(Dataset records)
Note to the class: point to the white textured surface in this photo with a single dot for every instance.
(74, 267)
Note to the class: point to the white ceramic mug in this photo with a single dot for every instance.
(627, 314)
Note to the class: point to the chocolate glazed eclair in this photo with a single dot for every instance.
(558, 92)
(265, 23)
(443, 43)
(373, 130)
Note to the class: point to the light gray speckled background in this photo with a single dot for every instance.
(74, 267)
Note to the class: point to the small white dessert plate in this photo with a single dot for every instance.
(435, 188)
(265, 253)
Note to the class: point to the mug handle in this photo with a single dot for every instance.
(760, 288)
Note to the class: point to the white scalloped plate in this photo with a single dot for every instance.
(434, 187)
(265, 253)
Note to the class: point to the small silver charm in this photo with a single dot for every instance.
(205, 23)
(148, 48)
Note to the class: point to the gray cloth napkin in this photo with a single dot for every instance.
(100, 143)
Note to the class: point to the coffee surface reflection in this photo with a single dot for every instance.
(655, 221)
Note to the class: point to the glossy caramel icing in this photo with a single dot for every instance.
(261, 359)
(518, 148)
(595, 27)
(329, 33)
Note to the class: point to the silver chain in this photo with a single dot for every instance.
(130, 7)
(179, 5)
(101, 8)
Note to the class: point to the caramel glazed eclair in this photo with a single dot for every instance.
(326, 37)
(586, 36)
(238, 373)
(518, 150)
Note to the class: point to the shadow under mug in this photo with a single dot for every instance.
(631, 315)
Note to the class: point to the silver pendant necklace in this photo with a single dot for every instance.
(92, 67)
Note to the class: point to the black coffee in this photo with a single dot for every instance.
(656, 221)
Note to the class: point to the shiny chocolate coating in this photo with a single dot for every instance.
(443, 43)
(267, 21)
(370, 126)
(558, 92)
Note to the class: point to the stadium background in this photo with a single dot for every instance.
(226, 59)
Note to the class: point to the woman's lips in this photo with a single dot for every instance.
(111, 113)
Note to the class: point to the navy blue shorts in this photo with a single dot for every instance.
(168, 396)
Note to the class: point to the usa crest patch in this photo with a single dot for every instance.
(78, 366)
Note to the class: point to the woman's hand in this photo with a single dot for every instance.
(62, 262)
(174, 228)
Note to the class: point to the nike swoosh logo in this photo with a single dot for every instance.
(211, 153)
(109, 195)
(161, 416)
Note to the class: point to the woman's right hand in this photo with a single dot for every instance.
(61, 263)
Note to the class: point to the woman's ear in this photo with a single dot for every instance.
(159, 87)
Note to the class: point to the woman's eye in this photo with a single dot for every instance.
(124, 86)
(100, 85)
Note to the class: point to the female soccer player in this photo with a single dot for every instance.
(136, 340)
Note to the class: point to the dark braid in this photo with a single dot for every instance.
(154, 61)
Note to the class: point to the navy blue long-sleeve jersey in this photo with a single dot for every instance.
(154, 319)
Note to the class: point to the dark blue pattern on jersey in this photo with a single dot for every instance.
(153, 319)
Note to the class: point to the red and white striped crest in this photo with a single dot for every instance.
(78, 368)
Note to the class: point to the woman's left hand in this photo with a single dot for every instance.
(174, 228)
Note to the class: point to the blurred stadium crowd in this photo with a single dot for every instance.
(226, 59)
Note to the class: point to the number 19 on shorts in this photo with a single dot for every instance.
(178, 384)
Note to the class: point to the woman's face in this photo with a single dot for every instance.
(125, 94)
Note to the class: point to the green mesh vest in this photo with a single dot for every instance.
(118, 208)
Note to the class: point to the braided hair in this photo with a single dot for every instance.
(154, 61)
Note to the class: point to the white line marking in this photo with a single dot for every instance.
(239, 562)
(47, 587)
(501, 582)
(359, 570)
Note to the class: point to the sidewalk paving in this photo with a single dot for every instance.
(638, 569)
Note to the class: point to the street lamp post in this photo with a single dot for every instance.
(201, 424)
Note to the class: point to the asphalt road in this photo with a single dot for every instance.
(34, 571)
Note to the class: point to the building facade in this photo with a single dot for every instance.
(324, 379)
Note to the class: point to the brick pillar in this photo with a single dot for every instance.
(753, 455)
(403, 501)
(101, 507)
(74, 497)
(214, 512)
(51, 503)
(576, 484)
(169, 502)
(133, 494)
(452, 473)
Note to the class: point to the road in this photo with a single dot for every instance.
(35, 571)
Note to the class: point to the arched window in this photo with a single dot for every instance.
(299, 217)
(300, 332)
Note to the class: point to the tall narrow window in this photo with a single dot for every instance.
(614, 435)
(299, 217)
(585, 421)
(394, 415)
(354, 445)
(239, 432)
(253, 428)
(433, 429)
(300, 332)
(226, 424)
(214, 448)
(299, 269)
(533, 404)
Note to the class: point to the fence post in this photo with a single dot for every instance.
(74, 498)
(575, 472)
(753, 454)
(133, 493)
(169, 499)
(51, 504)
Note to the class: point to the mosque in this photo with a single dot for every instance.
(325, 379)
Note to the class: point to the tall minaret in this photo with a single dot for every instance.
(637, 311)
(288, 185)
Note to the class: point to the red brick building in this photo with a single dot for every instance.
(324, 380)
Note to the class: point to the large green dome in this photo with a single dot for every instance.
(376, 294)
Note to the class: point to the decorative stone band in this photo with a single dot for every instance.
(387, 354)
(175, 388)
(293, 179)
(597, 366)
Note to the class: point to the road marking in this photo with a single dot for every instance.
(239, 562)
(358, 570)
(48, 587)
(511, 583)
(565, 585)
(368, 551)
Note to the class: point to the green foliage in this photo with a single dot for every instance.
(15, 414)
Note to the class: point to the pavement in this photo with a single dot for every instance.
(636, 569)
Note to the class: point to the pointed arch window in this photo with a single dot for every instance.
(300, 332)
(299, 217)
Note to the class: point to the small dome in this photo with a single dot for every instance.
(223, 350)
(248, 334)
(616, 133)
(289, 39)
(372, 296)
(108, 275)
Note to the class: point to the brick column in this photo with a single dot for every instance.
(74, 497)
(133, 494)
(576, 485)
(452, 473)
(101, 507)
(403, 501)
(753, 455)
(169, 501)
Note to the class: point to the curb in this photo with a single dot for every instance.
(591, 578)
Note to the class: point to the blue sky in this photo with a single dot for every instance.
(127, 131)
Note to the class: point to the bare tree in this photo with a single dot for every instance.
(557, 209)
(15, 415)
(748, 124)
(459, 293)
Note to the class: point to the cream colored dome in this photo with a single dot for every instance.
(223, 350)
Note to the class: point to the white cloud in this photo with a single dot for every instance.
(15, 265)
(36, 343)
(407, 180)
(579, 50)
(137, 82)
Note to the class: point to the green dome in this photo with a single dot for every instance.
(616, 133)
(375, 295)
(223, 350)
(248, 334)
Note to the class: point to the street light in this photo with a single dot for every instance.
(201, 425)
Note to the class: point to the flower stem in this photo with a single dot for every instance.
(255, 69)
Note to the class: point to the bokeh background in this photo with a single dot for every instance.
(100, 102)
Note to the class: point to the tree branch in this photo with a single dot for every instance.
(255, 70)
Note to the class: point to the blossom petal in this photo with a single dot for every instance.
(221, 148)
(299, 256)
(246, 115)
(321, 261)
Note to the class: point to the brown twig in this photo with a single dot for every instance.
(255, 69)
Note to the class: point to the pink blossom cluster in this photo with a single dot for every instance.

### REQUIRED WORK:
Every record above needs to be restated exactly.

### EXPECTED ANSWER:
Note to the class: point to the white textured surface in this photo with a single dot for every instance.
(74, 267)
Note to the class: point to the white ceramic mug in this photo with a single dot for every instance.
(627, 314)
Note to the class: point to the chocolate glazed eclair in this photo with a single dot for every instance.
(558, 92)
(265, 23)
(443, 43)
(373, 130)
Note to the class: point to the light gray speckled background in this photo with a single dot for every instance.
(74, 267)
Note to the class: point to the small white dessert plate in this photo with a single dot for every instance.
(435, 188)
(265, 253)
Note to the class: point to the mug handle in this photo with a single dot for every instance.
(760, 288)
Note to the class: point to the white scalloped plate in this photo with a single dot for every instance.
(434, 187)
(265, 253)
Note to the class: point to the small silver charm in this photo with a single dot for every instance.
(205, 23)
(148, 48)
Note to the class: point to the gray cloth napkin in this photo with a single dot for every instance.
(100, 143)
Note to the class: point to the coffee surface reflection in this photo with a single dot for every instance.
(655, 221)
Note to the class: point to the glossy caramel icing in this photo with a single dot for every instance.
(261, 359)
(518, 148)
(595, 27)
(329, 33)
Note to the class: point to the silver chain in this photo with a single dot for every instance.
(130, 7)
(179, 5)
(101, 8)
Note to the class: point to the caramel glazed eclair in this photo with a single dot for every instance.
(326, 37)
(586, 36)
(238, 373)
(518, 150)
Note to the class: point to the shadow under mug in this photo with a single dot for every instance.
(631, 315)
Note to the class: point to the silver pendant necklace in this photo with a single dot for every instance.
(92, 67)
Note to the class: point to the black coffee in this photo with a single dot for every instance.
(656, 221)
Note to the class: point to the shiny chocolate coating in this photo with a single dot for every instance.
(443, 43)
(267, 21)
(370, 126)
(558, 92)
Note to the class: point to the stadium background in this photo with a single dot for every instance.
(226, 59)
Note to the class: point to the woman's lips in this photo with a single dot for every instance.
(111, 113)
Note to the class: point to the navy blue shorts in this photo with a single dot for every instance.
(168, 396)
Note to the class: point to the usa crest patch in this photo with a single dot for every instance.
(78, 366)
Note to the class: point to the woman's hand in this photo with a single dot for every instance.
(62, 262)
(174, 228)
Note to the class: point to the nike swoosh logo in this photo with a single dot for every instance.
(211, 153)
(109, 195)
(161, 416)
Note to the class: point to the woman's right hand in this photo with a single dot for every instance.
(61, 263)
Note to the class: point to the woman's ear in this photo with a single dot for every instance.
(159, 87)
Note to the class: point to the woman's eye in this photo with a single dot for every instance.
(124, 86)
(100, 85)
Note to the class: point to the female soccer player in this photo with a single dot for every instance.
(136, 340)
Note to the class: point to the dark braid in this photo with a single dot for every instance.
(154, 61)
Note to the class: point to the navy blue long-sleeve jersey in this photo with a single dot for every instance.
(154, 319)
Note to the class: point to the dark blue pattern on jersey in this photo with a single dot for every instance.
(153, 319)
Note to the class: point to the red and white striped crest in this photo with a single dot for every instance.
(78, 368)
Note to the class: point to the woman's left hand in this photo with a single dot for every instance.
(174, 228)
Note to the class: point to the blurred stadium crowd in this photo with a single dot for every instance.
(226, 59)
Note to the class: point to the number 19 on shorts in this photo with a single dot for every instance.
(178, 384)
Note to the class: point to the woman's face in this photo with a single dot for every instance.
(125, 94)
Note to the class: point to the green mesh vest in this photo with a single dot for every instance.
(118, 208)
Note to the class: point to the braided hair in this photo with a single dot for every instance.
(154, 61)
Note to the class: point to the white line marking in this photo with a single dot for every instance.
(239, 562)
(47, 587)
(501, 582)
(359, 570)
Note to the class: point to the sidewalk paving in this photo with a single dot for every instance.
(638, 569)
Note to the class: point to the street lamp post in this photo with a single dot for every instance.
(201, 424)
Note to the class: point to the asphalt road in this photo with a single dot for every instance.
(34, 571)
Note to the class: point to the building facade in this photo with a single dot for every instance.
(324, 379)
Note to the class: point to the brick pillar in this photo with a single dot for every instance.
(753, 455)
(403, 501)
(101, 507)
(74, 497)
(214, 512)
(51, 503)
(576, 484)
(169, 502)
(133, 494)
(452, 473)
Note to the class: point to the road in this photo with a single dot for every instance.
(35, 571)
Note to the class: point to the arched window in this photo with a single dot for every instance.
(299, 217)
(300, 332)
Note to the class: point to the tall narrow window in this photo with a single dot for every instance.
(614, 435)
(299, 217)
(585, 421)
(394, 415)
(354, 445)
(239, 432)
(253, 428)
(433, 429)
(300, 332)
(226, 424)
(214, 448)
(299, 269)
(533, 404)
Note to the class: point to the fence post in this photo with a single dot for every instance.
(74, 498)
(575, 472)
(753, 454)
(133, 493)
(169, 499)
(51, 504)
Note to the class: point to the mosque in this photo with a single dot for every instance.
(325, 379)
Note to the class: point to the tall minaret in this photo with a single dot for every instance.
(637, 311)
(288, 185)
Note to the class: point to the red brick building in this photo with a single dot for every instance.
(324, 380)
Note to the class: point to the large green dome in this photo with a single dot for every instance.
(376, 294)
Note to the class: point to the decorative stone band in this photo with a single dot for every instance.
(387, 354)
(175, 388)
(293, 179)
(597, 366)
Note to the class: point to the road marking in this photo with a single dot for every instance.
(239, 562)
(358, 570)
(48, 587)
(511, 583)
(565, 585)
(368, 551)
Note to the class: point to the green foliage in this photo with a single dot for every instance.
(15, 414)
Note to the class: point to the pavement in this photo with a single dot for every instance.
(636, 569)
Note to the class: point to the pointed arch window in this photo with a single dot for every instance.
(300, 332)
(299, 217)
Note to the class: point to the small dome in this photo with a single dot for every instance.
(223, 350)
(248, 334)
(616, 133)
(289, 39)
(372, 296)
(108, 275)
Note to the class: point to the brick column in this photo with a single dot for every instance.
(74, 497)
(133, 494)
(576, 485)
(452, 473)
(101, 507)
(403, 501)
(753, 455)
(169, 501)
Note to the class: point to the curb in this photo with a single dot for every instance.
(591, 578)
Note to the class: point to the blue sky in this photo with a single dot for every instance.
(127, 131)
Note to the class: point to the bare tree in this photo with a single dot for every instance.
(557, 209)
(15, 415)
(748, 124)
(459, 293)
Note to the class: point to the cream colored dome in this photo with a single dot for every instance.
(223, 350)
Note to the class: point to the white cloud in this photo with a single dot for every instance.
(15, 265)
(36, 343)
(407, 180)
(579, 50)
(137, 82)
Note to the class: point to the green dome in this photo with a single dot for every instance.
(616, 133)
(375, 295)
(223, 350)
(248, 334)
Note to the class: point to the street light in this photo with a single dot for every instance.
(201, 425)
Note to the class: point to the flower stem in this photo with a single dot for every instance.
(255, 69)
Note to the class: point to the bokeh background in this photo with a single dot for every instance.
(100, 102)
Note to the class: point to the tree branch in this photo with a single dot for every instance.
(255, 70)
Note to the class: point to the blossom petal in this photo with a single dot for every instance.
(221, 148)
(299, 256)
(246, 115)
(321, 261)
Note to the class: point to the brown twig in this photo with a single dot for every instance.
(255, 69)
Note to the class: point to the pink blossom cluster in this photo with a single dot for every instance.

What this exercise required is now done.